Pick out every line in the data below that contains the word "clear" and copy each of those lines.
=== Working data ===
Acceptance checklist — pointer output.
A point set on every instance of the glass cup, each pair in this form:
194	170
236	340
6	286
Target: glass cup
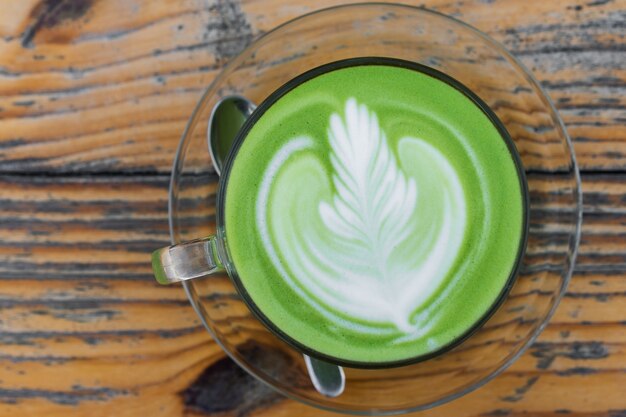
478	62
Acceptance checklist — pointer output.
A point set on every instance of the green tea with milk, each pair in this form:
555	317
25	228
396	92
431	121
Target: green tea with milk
374	212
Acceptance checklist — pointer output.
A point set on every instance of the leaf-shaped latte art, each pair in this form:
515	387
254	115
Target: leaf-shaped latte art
371	243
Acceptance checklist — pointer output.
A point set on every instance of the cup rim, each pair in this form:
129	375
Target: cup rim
558	124
294	83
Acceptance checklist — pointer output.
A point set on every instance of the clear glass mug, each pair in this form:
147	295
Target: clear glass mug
479	63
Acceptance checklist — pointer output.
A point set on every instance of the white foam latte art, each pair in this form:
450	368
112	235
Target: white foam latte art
370	243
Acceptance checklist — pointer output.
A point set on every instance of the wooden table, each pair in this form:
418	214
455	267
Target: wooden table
94	95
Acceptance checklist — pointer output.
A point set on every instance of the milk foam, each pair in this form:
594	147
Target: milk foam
355	270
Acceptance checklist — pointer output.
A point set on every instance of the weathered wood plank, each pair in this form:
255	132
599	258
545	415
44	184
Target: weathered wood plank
96	338
108	86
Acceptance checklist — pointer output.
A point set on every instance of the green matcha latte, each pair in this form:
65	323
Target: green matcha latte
374	212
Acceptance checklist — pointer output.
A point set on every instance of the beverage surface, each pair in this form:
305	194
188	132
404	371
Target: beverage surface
373	213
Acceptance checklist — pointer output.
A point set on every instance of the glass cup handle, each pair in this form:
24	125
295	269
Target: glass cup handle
188	260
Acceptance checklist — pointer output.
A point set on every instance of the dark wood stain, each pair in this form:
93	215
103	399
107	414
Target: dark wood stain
225	387
49	13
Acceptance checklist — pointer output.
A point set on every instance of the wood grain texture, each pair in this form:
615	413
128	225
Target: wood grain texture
94	95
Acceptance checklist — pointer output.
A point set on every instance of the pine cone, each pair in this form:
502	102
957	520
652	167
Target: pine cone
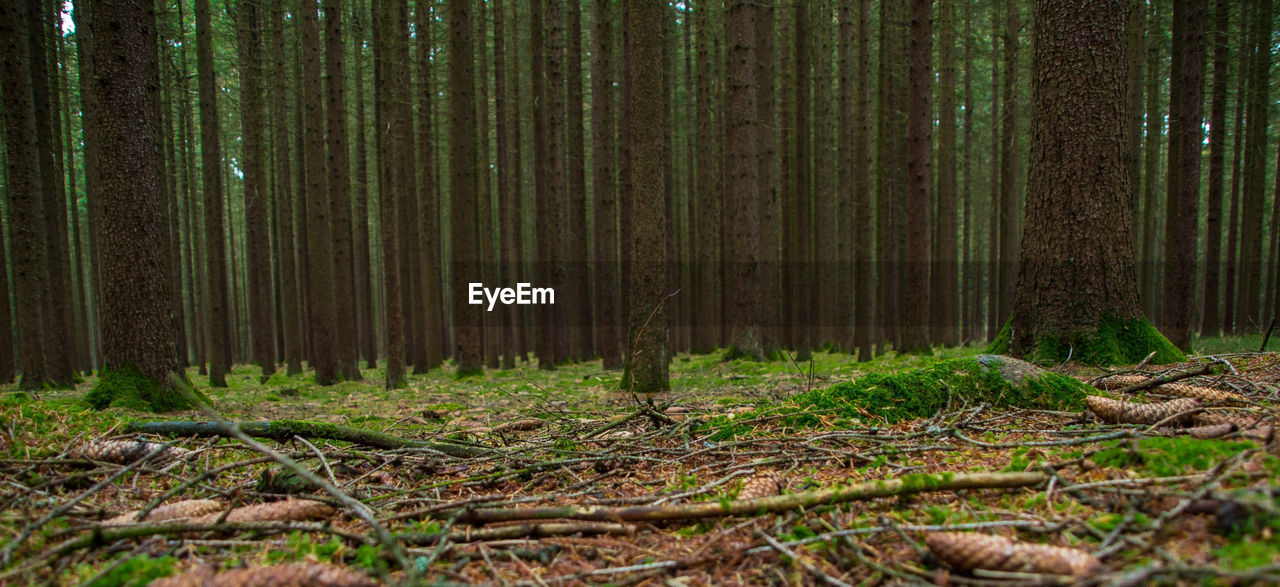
===
Solution to this task:
A point set on every instance of the clear glass mug, each pair in this form:
Target: clear glass mug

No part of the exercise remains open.